Problem to solve:
Lay out all the items below as a two-column CSV with the headers instruction and answer, one row per item. Put each item's text and its answer in a single double-quoted field, with every line break replaced by a space.

Data provided:
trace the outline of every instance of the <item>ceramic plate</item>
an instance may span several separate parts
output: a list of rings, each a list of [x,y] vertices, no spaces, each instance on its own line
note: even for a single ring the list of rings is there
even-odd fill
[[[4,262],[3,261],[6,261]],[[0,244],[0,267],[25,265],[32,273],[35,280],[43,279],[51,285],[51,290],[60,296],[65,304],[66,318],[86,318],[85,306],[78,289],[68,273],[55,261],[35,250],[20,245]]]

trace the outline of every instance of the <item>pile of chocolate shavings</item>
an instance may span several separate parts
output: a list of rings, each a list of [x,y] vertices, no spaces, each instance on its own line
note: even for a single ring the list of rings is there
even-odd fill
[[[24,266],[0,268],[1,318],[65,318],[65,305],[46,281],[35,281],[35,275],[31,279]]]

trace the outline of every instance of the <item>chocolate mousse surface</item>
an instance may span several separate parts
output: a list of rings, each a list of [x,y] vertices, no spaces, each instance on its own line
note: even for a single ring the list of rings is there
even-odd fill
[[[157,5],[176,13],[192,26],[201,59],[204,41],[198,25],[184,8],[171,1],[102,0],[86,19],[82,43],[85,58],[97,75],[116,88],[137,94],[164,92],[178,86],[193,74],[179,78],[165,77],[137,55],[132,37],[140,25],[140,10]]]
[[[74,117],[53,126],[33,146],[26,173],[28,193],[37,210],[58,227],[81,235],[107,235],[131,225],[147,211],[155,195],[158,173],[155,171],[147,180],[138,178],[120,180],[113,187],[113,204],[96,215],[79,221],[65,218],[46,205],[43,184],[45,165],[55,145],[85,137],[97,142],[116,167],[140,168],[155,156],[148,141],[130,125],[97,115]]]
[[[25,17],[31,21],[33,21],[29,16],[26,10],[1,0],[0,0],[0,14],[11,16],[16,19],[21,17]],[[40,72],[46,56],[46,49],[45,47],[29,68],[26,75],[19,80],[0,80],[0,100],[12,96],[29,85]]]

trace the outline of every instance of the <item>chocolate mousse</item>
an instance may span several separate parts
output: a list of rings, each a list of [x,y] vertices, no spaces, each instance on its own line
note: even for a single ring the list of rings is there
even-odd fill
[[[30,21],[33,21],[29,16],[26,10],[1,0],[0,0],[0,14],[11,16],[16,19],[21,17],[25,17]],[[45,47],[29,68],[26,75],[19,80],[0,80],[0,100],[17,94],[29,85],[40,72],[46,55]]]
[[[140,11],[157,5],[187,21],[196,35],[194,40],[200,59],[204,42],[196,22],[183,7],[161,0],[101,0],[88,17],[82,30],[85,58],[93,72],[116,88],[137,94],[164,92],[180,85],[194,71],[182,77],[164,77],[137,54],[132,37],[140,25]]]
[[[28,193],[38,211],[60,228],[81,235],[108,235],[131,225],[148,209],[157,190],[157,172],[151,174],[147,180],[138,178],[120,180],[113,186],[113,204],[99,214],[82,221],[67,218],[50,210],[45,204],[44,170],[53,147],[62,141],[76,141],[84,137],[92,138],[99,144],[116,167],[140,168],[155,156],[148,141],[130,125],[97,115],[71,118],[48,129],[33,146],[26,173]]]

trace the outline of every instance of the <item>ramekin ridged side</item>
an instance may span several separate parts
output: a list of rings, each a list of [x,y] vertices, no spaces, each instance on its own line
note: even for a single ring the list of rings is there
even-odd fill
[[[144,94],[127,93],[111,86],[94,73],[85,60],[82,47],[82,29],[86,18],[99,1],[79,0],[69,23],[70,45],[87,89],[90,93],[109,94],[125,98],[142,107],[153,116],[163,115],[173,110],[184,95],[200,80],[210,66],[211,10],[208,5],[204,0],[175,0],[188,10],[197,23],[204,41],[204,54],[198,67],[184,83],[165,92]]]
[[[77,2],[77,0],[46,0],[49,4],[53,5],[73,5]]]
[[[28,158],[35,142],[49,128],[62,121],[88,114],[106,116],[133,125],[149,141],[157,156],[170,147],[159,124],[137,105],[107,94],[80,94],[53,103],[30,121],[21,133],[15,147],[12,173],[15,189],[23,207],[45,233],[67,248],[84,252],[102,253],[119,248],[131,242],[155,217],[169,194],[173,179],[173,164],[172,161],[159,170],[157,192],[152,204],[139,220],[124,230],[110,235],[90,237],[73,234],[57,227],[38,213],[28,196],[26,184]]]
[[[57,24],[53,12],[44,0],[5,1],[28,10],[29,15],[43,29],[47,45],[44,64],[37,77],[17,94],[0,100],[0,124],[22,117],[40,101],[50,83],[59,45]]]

Response for this exercise:
instruction,answer
"trace the outline of every instance of the <item>ceramic plate</item> an instance may span several separate parts output: a list of rings, each a list of [x,y] vertices, no spaces, each instance on its own line note: even for a single ring the list of rings is there even-odd fill","[[[4,262],[3,261],[6,261]],[[0,244],[0,267],[25,265],[32,273],[35,280],[43,279],[51,285],[51,290],[60,296],[65,304],[66,318],[86,318],[85,306],[78,289],[68,273],[55,261],[35,250],[20,245]]]"
"trace the outline of every instance of the <item>pile of chocolate shavings</item> an instance may span several separate parts output: a list of rings, each a list of [x,y] vertices, no spaces, each instance on its own line note: even for a single ring the list of rings is there even-odd fill","[[[24,266],[0,268],[1,318],[65,318],[65,305],[46,281],[35,281],[35,275],[31,279]]]"
"trace the outline of every instance of the <item>chocolate mousse surface</item> an instance may span several separate parts output: a list of rings, each a list of [x,y] vertices, no spaces, each instance on its own line note: even for a single ring the list of rings is there even-odd fill","[[[157,5],[176,13],[192,26],[201,59],[204,41],[198,25],[184,8],[171,1],[102,0],[86,19],[82,43],[85,58],[97,75],[116,88],[137,94],[164,92],[178,86],[193,74],[179,78],[165,77],[137,55],[132,37],[140,25],[140,10]]] [[[74,117],[53,126],[33,146],[26,173],[28,193],[37,210],[58,227],[81,235],[107,235],[131,225],[147,211],[155,195],[158,173],[155,171],[147,180],[138,178],[120,180],[113,187],[113,204],[96,215],[79,221],[65,218],[46,205],[43,184],[45,165],[55,145],[85,137],[97,142],[116,167],[140,168],[155,156],[148,141],[130,125],[97,115]]] [[[25,17],[31,21],[33,21],[29,16],[26,10],[1,0],[0,0],[0,14],[11,16],[16,19],[21,17]],[[40,72],[46,56],[46,49],[45,47],[29,68],[26,75],[19,80],[0,80],[0,100],[12,96],[29,85]]]"
"trace the outline of every instance of the <item>chocolate mousse</item> an instance may span several separate parts output: a list of rings, each a list of [x,y] vertices, no spaces, each instance on its own line note: even for a single ring the list of rings is there even-odd fill","[[[30,21],[33,21],[29,16],[26,10],[1,0],[0,0],[0,14],[11,16],[16,19],[21,17],[25,17]],[[45,47],[29,68],[26,75],[19,80],[0,80],[0,100],[17,94],[29,85],[40,72],[46,55]]] [[[140,11],[157,5],[187,21],[196,35],[194,40],[200,59],[204,42],[196,22],[183,7],[161,0],[101,0],[88,17],[82,30],[85,58],[93,72],[116,88],[137,94],[164,92],[180,85],[194,71],[182,77],[164,77],[137,54],[132,37],[140,25]]] [[[28,193],[38,211],[60,228],[81,235],[108,235],[131,225],[148,209],[157,190],[157,172],[151,174],[147,180],[138,178],[120,180],[113,186],[113,204],[99,214],[82,221],[67,218],[50,210],[45,204],[44,170],[53,147],[62,141],[76,141],[84,137],[92,138],[99,144],[116,167],[140,168],[155,156],[148,141],[130,125],[97,115],[71,118],[48,129],[33,146],[26,173]]]"
"trace the outline of every instance of the <item>ramekin ridged side</item> an instance may span several separate parts output: a list of rings, each a list of [x,y] vertices, no spaces, each instance on its own line note: even for a single ring the list of rings is there even-odd fill","[[[144,94],[127,93],[111,86],[94,73],[85,60],[82,47],[82,29],[86,18],[99,1],[79,0],[69,23],[70,45],[87,89],[90,93],[109,94],[125,98],[142,107],[153,116],[163,115],[173,110],[184,95],[200,80],[210,66],[211,10],[208,5],[204,0],[175,0],[188,10],[197,23],[204,41],[204,54],[198,67],[184,83],[165,92]]] [[[77,2],[77,0],[46,0],[49,4],[53,5],[73,5]]] [[[28,158],[35,142],[49,128],[62,121],[88,114],[106,116],[133,125],[149,141],[157,156],[170,147],[159,124],[137,105],[107,94],[80,94],[53,103],[30,121],[21,133],[15,147],[12,173],[15,189],[23,207],[45,233],[67,248],[84,252],[102,253],[119,248],[131,242],[155,217],[169,194],[173,179],[173,164],[172,161],[159,170],[157,192],[152,204],[139,220],[124,230],[110,235],[90,237],[73,234],[57,227],[38,213],[28,196],[26,184]]] [[[57,24],[53,12],[44,0],[5,1],[28,10],[29,15],[43,29],[47,45],[44,64],[37,77],[17,94],[0,100],[0,124],[22,117],[40,101],[50,83],[59,45]]]"